■ **Fragment**
▽
Hoofdstuk III - Nauwere samenwerking - Main contents
Contents
- III-416: Algemene bepalingen nauwere samenwerking
- III-417: Betrekkingen met lidstaten die niet deelnemen aan de nauwere samenwerking
- III-418: Beginsel van toegankelijkheid
- III-419: Procedures voor inwerkingtreding nauwere samenwerking
- III-420: Procedure voor de latere deelneming van andere lidstaten
- III-421: Financiering
- III-422: Stemprocedures Raad bij nauwere samenwerking
- III-423: Coherentiebeginsel
- Toelichting Nederlandse regering
III-416: Algemene bepalingen nauwere samenwerking
Bij nauwere samenwerking worden de Grondwet en het recht van de Unie geëerbiedigd.
Nauwere samenwerking mag geen afbreuk doen aan de interne markt, noch aan de economische, sociale en territoriale samenhang. Zij mag geen belemmering of discriminatie in de handel tussen de lidstaten vormen, en zij mag de mededinging tussen de lidstaten niet verstoren.
III-417: Betrekkingen met lidstaten die niet deelnemen aan de nauwere samenwerking
Bij nauwere samenwerking worden de bevoegdheden, rechten en verplichtingen van de lidstaten die er niet aan deelnemen, geëerbiedigd. De niet-deelnemende lidstaten belemmeren niet de uitvoering ervan door de deelnemende lidstaten.
△
■ **Jouw opdrachten**
- A) Zet de alinea die begint met "Nauwere samenwerking mag geen afbreuk" uit het fragment over nauwere samenwerking om in een beknopte opsomming en behoud de kernpunten.
- B) Beantwoord kort de volgende vragen over het fragment over nauwere samenwerking:
(i) Welk artikelnummer staat in de inhoudsopgave bij "Financiering"?
(ii) Wat wordt volgens artikel III-416 bij nauwere samenwerking geëerbiedigd?
(iii) Wat doen de niet-deelnemende lidstaten volgens artikel III-417 niet?
- C) Herschrijf in het fragment over nauwere samenwerking alles van "Hoofdstuk III - Nauwere" tot en met "de Unie geëerbiedigd." en vervang daarbij "Financiering" door "Begroting".

■ **Brongegevens**
▽
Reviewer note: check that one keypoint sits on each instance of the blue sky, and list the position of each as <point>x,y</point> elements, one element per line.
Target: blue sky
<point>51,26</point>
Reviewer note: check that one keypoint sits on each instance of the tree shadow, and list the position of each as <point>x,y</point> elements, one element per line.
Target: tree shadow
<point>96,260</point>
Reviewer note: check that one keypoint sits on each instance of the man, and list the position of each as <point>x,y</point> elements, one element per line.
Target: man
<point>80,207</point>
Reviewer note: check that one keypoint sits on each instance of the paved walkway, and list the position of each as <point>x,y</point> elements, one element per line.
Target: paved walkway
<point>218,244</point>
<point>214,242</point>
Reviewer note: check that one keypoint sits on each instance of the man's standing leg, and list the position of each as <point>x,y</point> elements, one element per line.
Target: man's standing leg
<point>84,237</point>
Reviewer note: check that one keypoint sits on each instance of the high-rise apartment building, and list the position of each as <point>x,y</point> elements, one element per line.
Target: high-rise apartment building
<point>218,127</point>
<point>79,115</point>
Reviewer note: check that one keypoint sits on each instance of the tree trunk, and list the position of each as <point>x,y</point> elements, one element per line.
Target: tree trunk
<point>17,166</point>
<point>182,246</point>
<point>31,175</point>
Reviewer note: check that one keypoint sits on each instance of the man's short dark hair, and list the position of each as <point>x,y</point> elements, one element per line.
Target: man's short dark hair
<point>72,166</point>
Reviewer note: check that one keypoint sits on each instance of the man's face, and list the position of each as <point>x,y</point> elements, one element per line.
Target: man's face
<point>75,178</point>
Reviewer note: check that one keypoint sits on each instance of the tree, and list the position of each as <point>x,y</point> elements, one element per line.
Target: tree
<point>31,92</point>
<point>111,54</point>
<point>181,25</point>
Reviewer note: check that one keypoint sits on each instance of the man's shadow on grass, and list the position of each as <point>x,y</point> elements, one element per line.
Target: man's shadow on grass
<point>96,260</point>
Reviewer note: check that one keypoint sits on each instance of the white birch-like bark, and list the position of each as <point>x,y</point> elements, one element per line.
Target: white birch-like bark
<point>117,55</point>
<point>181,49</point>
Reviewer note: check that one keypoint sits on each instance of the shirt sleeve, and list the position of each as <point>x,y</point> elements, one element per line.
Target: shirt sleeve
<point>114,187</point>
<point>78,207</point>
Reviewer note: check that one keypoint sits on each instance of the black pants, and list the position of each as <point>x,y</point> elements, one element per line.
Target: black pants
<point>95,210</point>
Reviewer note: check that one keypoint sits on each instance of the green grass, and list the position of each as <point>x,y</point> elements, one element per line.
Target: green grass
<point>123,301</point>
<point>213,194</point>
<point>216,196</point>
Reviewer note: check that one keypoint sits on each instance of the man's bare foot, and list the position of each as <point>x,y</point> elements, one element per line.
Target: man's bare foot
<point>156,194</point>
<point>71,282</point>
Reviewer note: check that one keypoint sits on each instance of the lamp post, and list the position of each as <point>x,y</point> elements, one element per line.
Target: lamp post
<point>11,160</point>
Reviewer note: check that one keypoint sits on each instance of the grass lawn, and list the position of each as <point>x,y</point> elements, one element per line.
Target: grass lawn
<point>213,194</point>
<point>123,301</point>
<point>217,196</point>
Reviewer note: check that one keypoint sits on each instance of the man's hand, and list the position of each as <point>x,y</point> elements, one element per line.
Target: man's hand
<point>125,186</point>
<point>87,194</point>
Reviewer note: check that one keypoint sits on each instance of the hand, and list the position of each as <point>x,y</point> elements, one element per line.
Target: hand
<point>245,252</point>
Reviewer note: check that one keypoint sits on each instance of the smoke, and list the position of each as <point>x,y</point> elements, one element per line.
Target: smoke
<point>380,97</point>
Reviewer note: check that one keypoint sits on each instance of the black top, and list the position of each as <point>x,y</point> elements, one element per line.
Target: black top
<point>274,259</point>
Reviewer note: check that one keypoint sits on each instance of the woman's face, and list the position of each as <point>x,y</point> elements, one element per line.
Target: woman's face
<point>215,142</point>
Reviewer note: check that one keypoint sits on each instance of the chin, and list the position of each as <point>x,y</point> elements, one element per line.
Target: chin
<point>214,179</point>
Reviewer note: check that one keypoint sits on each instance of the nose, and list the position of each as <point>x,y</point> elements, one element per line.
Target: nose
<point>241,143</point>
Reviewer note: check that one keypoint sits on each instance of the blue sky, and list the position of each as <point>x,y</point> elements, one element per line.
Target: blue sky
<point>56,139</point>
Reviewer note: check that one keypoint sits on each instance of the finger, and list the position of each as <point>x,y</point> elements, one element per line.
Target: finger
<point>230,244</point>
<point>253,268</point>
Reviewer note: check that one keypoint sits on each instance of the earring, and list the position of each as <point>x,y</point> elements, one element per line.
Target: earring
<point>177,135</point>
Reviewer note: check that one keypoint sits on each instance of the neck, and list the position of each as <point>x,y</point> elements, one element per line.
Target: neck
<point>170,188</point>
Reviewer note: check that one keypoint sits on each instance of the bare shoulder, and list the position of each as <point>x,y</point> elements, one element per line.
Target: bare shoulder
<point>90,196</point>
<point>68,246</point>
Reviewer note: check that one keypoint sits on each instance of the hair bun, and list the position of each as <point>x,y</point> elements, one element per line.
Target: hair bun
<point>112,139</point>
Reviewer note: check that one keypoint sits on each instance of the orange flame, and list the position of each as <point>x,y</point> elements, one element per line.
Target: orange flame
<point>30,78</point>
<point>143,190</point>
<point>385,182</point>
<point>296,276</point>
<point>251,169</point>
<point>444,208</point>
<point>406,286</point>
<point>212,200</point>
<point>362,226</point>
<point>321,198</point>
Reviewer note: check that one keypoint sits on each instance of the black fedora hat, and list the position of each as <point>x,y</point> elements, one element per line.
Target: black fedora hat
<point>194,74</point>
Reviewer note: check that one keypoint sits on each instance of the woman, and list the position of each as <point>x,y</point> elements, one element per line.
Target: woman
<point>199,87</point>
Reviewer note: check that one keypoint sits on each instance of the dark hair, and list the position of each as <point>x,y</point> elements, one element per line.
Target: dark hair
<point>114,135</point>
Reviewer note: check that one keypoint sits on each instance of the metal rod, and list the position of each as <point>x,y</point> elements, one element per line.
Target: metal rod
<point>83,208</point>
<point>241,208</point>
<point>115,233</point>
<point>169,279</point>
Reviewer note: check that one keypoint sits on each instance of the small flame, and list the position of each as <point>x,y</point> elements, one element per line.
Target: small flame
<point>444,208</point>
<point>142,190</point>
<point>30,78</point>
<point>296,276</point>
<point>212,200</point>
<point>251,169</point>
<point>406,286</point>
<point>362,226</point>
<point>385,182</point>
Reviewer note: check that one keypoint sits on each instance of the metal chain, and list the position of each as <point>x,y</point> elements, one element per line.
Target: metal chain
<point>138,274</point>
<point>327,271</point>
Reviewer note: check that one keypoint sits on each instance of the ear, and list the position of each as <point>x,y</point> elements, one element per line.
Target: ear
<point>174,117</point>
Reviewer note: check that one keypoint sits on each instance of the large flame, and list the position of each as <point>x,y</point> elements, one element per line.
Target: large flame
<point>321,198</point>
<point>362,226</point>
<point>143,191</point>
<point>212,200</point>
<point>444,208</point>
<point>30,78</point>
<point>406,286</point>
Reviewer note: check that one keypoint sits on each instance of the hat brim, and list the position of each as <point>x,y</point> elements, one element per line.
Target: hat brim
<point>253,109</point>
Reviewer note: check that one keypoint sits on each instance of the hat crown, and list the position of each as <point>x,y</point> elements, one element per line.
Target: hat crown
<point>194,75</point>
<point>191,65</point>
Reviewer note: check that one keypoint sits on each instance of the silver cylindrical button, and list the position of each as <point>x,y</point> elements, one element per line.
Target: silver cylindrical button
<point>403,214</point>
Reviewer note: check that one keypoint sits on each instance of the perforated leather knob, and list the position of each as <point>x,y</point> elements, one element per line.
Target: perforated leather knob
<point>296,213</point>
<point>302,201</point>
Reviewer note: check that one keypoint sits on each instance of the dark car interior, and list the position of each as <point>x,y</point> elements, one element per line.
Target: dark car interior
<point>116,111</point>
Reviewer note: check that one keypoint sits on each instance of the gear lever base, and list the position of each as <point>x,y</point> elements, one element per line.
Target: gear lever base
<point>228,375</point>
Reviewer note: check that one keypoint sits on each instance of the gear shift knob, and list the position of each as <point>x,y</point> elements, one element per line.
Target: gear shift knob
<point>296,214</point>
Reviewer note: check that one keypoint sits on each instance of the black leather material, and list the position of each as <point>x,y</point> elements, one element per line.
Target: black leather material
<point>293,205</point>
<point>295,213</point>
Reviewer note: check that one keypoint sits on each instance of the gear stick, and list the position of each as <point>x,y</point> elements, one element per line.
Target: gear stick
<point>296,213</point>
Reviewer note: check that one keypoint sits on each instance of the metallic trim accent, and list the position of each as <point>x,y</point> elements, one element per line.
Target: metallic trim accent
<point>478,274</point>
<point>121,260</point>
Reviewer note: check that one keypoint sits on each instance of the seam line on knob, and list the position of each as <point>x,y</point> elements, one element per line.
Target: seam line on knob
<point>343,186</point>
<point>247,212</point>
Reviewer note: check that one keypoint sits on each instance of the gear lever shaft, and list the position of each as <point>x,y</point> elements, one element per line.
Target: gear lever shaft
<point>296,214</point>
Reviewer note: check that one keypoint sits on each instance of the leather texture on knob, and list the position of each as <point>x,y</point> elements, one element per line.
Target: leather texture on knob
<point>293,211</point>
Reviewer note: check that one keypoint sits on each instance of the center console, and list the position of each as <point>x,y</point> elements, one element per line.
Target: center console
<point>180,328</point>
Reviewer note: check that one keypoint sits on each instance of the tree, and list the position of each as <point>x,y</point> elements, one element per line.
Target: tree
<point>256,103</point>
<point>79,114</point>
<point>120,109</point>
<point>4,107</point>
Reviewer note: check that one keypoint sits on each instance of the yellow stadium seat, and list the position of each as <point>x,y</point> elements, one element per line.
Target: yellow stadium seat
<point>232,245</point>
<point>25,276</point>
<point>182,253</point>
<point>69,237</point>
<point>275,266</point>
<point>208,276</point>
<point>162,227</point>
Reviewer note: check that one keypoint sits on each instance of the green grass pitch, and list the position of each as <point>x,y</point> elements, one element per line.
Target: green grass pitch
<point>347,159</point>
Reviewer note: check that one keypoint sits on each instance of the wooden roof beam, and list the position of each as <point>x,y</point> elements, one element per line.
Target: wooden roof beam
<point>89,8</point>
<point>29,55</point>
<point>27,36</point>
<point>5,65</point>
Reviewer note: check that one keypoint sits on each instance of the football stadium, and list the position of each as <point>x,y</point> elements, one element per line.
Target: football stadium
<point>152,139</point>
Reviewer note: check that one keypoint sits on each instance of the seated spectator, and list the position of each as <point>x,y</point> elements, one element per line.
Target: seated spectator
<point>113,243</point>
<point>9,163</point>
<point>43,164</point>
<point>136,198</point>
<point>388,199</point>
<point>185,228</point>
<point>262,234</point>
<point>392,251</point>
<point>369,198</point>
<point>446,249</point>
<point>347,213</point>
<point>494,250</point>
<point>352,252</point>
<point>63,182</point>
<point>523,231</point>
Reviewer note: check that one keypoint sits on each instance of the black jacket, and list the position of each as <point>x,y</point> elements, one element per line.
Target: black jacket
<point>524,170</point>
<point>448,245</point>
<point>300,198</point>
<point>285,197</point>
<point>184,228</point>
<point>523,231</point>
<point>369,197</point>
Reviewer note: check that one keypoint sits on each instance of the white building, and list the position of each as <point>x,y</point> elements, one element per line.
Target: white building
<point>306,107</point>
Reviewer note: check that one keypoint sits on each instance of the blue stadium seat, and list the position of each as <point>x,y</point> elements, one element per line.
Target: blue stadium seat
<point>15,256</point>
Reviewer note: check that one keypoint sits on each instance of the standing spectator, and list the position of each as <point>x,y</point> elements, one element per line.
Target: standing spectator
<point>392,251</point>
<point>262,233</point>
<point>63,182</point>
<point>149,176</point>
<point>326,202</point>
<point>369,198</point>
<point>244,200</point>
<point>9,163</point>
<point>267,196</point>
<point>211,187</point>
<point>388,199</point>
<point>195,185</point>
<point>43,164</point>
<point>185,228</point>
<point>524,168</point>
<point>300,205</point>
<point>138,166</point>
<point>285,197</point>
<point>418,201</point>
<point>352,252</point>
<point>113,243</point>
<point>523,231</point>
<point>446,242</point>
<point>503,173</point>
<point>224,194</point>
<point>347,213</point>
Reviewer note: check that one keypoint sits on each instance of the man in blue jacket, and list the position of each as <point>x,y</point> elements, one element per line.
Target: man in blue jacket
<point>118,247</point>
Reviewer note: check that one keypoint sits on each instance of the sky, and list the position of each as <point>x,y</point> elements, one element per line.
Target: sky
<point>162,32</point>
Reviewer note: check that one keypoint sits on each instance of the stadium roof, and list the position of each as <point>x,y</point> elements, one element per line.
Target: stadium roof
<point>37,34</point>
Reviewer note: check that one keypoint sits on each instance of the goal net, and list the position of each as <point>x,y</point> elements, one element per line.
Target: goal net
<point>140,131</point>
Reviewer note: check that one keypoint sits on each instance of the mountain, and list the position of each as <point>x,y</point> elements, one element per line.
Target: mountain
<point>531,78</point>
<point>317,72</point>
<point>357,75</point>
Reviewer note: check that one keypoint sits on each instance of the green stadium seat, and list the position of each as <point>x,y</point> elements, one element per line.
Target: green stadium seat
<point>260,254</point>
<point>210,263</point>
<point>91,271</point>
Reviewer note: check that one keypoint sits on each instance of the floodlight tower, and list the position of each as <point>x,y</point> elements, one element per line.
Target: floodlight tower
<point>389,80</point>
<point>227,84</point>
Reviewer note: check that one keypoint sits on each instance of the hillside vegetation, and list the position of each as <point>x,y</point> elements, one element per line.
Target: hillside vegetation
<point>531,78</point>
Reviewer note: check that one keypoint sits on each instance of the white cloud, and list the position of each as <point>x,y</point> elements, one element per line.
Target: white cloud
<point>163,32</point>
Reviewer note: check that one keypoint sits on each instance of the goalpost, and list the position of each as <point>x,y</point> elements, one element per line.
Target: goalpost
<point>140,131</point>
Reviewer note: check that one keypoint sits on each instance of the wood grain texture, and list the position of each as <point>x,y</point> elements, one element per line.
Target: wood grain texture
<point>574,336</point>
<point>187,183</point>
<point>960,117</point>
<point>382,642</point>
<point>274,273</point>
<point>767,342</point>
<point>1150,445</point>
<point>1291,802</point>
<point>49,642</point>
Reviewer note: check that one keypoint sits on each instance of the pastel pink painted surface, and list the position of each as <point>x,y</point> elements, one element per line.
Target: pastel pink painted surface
△
■ **Antwoorden op opgaven**
- A)
Nauwere samenwerking mag:
- geen afbreuk doen aan de interne markt;
- geen afbreuk doen aan de economische, sociale en territoriale samenhang;
- geen belemmering of discriminatie in de handel tussen de lidstaten vormen;
- de mededinging tussen de lidstaten niet verstoren.

- B)
(i) III-421
(ii) De Grondwet en het recht van de Unie.
(iii) Zij belemmeren de uitvoering van de nauwere samenwerking door de deelnemende lidstaten niet.

- C)
Hoofdstuk III - Nauwere samenwerking - Main contents
Contents
- III-416: Algemene bepalingen nauwere samenwerking
- III-417: Betrekkingen met lidstaten die niet deelnemen aan de nauwere samenwerking
- III-418: Beginsel van toegankelijkheid
- III-419: Procedures voor inwerkingtreding nauwere samenwerking
- III-420: Procedure voor de latere deelneming van andere lidstaten
- III-421: Begroting
- III-422: Stemprocedures Raad bij nauwere samenwerking
- III-423: Coherentiebeginsel
- Toelichting Nederlandse regering
III-416: Algemene bepalingen nauwere samenwerking
Bij nauwere samenwerking worden de Grondwet en het recht van de Unie geëerbiedigd.